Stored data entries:
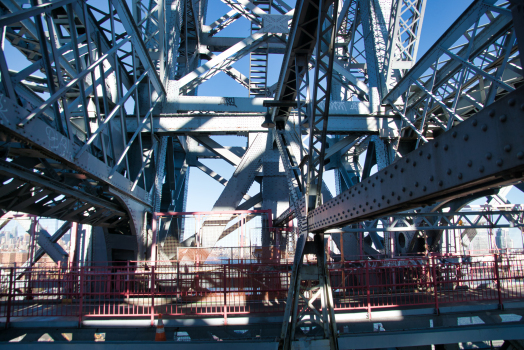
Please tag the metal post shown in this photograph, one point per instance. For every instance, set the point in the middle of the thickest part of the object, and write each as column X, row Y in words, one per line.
column 9, row 296
column 225, row 295
column 177, row 284
column 497, row 277
column 435, row 284
column 368, row 290
column 80, row 296
column 153, row 244
column 152, row 295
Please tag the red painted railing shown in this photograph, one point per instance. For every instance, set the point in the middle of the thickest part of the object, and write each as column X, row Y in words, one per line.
column 189, row 290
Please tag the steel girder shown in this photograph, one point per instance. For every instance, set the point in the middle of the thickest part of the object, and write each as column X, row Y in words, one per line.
column 430, row 174
column 68, row 149
column 473, row 64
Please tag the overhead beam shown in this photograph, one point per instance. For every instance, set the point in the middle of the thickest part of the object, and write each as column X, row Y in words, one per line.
column 218, row 149
column 456, row 163
column 221, row 124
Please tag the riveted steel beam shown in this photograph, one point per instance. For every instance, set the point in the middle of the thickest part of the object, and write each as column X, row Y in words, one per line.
column 486, row 151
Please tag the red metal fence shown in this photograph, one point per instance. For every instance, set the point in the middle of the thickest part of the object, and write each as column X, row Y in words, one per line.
column 195, row 289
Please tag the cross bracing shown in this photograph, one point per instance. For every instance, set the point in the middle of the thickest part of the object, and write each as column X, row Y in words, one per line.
column 102, row 119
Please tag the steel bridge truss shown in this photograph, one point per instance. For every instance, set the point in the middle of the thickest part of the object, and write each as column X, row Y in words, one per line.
column 100, row 118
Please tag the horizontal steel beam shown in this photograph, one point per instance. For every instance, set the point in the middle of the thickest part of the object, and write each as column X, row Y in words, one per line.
column 210, row 124
column 485, row 151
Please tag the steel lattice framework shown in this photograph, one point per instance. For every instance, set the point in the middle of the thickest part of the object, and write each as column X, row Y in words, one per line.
column 100, row 120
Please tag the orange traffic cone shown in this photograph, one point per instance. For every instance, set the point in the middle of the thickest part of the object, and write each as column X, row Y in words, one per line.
column 160, row 332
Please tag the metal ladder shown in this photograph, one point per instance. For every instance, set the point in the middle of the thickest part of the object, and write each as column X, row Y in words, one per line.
column 258, row 59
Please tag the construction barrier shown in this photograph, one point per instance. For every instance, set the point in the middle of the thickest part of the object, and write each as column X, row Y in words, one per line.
column 192, row 290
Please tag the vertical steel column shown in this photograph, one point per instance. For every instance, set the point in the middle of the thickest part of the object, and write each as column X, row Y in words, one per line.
column 9, row 296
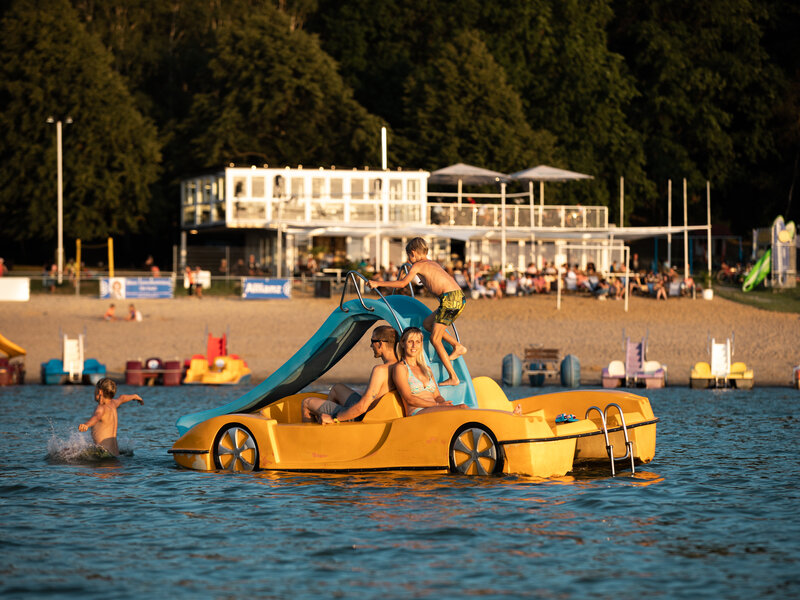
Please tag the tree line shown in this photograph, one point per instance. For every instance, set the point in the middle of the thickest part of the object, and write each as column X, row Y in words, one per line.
column 157, row 91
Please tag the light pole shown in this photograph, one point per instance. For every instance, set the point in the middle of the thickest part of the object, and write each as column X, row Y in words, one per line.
column 60, row 251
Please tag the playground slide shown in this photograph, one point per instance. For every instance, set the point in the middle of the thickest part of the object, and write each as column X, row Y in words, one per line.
column 334, row 339
column 759, row 271
column 10, row 349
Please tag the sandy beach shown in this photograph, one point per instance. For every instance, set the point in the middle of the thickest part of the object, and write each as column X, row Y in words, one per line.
column 266, row 333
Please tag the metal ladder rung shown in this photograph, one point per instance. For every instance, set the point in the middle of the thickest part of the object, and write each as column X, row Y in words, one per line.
column 609, row 447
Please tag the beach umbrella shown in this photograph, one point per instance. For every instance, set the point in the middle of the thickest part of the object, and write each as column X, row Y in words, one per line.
column 544, row 173
column 461, row 173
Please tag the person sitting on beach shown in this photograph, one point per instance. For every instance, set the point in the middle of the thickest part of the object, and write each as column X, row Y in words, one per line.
column 451, row 302
column 344, row 403
column 109, row 314
column 413, row 378
column 104, row 420
column 133, row 314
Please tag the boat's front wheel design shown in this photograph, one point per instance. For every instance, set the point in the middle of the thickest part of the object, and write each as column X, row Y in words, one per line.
column 474, row 451
column 235, row 449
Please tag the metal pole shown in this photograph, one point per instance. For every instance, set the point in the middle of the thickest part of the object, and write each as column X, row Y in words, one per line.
column 541, row 202
column 685, row 232
column 708, row 216
column 78, row 267
column 669, row 221
column 60, row 251
column 503, row 229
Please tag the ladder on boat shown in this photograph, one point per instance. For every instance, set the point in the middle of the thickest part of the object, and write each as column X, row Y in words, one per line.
column 609, row 447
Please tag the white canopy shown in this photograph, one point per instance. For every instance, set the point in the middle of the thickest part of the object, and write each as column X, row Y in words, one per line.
column 468, row 174
column 546, row 173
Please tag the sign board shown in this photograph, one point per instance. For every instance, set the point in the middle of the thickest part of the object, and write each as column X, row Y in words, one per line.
column 259, row 288
column 17, row 289
column 135, row 288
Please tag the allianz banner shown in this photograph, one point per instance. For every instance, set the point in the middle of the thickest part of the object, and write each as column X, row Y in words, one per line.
column 259, row 288
column 134, row 288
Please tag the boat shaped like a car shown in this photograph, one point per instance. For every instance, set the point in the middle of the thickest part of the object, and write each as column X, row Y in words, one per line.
column 263, row 429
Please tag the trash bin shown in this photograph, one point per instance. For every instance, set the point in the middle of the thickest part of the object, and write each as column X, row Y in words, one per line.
column 322, row 288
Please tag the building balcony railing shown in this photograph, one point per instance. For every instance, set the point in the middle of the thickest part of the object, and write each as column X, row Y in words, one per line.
column 258, row 213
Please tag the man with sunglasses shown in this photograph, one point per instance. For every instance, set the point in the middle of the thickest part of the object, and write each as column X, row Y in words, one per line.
column 344, row 403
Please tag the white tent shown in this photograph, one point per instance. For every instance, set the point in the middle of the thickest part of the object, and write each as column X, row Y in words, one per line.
column 544, row 173
column 461, row 173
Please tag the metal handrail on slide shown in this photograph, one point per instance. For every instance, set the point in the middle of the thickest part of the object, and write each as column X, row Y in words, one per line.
column 609, row 447
column 351, row 276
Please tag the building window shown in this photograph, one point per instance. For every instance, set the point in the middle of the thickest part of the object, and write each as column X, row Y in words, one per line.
column 412, row 189
column 374, row 189
column 298, row 188
column 258, row 187
column 357, row 189
column 336, row 188
column 395, row 189
column 317, row 187
column 238, row 187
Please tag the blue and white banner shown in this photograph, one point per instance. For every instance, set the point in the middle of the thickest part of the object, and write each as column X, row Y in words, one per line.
column 259, row 288
column 118, row 288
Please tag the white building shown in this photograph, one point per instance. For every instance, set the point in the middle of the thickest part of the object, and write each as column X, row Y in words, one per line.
column 280, row 214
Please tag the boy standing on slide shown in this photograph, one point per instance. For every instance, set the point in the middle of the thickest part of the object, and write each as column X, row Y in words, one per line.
column 451, row 302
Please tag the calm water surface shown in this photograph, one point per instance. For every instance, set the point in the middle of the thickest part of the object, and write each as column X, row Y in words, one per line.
column 714, row 516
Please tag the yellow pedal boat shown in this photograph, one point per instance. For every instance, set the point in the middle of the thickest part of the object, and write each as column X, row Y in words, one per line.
column 263, row 429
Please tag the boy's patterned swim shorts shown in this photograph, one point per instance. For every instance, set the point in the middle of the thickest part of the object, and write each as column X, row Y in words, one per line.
column 450, row 306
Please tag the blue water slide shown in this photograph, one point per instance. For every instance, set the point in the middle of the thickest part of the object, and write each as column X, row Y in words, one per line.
column 342, row 330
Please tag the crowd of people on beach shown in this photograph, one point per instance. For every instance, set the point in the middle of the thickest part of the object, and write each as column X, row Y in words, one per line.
column 485, row 281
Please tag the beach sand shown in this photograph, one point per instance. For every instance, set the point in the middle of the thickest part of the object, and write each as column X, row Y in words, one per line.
column 267, row 333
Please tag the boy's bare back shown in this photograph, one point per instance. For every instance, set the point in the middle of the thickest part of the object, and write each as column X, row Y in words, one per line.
column 104, row 431
column 103, row 422
column 437, row 281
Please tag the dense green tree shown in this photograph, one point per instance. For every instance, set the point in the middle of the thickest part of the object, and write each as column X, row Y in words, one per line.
column 459, row 108
column 556, row 55
column 379, row 44
column 276, row 98
column 50, row 66
column 707, row 90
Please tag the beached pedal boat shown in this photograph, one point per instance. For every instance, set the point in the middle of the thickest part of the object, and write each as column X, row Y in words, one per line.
column 12, row 363
column 263, row 428
column 153, row 371
column 721, row 373
column 636, row 371
column 217, row 367
column 72, row 367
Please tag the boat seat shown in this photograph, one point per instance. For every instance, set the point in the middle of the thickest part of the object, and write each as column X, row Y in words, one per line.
column 650, row 367
column 387, row 407
column 702, row 370
column 616, row 368
column 738, row 369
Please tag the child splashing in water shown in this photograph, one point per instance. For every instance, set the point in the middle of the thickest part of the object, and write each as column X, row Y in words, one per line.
column 451, row 302
column 104, row 420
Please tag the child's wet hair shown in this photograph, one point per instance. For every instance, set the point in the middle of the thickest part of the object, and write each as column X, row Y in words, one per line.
column 107, row 387
column 417, row 245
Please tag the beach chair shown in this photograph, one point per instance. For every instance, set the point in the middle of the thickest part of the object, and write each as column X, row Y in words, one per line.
column 640, row 372
column 542, row 363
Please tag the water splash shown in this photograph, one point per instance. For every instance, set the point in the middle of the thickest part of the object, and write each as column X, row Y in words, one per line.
column 78, row 447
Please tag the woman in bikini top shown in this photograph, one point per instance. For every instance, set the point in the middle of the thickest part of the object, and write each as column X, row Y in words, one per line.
column 417, row 396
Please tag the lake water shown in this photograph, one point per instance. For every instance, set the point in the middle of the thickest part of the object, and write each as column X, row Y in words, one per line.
column 714, row 516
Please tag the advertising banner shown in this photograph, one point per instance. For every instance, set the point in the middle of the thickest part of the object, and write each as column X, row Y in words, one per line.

*Work instructions*. The answer must be an exact copy of the lines from the one containing "Please tag the beach chair" through the last line of the records, both included.

*Answer to this problem*.
Please tag the beach chair shown in this photograph, one point per instance. For every instance, set the point in the middle of the thickest part of the object, and write each as column X, row Y in words, one per line.
column 640, row 372
column 542, row 363
Please tag the water splash shown in this photograph, one point per instance. For every instance, set the point in the middle of the thickest part of the object, and write each as column X, row Y in words, one per line.
column 78, row 447
Please tag the woman in bikini top shown in this photograph, one point per instance. For every instance, set the point in the middle of the thickest part of the object, and write each as column X, row Y in words, one per line.
column 417, row 396
Please tag the lake water shown in this photograph, one point per instance. For every instance, set the point in the middle of the thickest part of the object, and write each as column X, row Y in words, one per line.
column 714, row 516
Please tag the advertising banner shown in this photograph, one point per instance. For every instance, set the point in the middle of the thickest part of the object, and write each as column X, row Y in words, one per line.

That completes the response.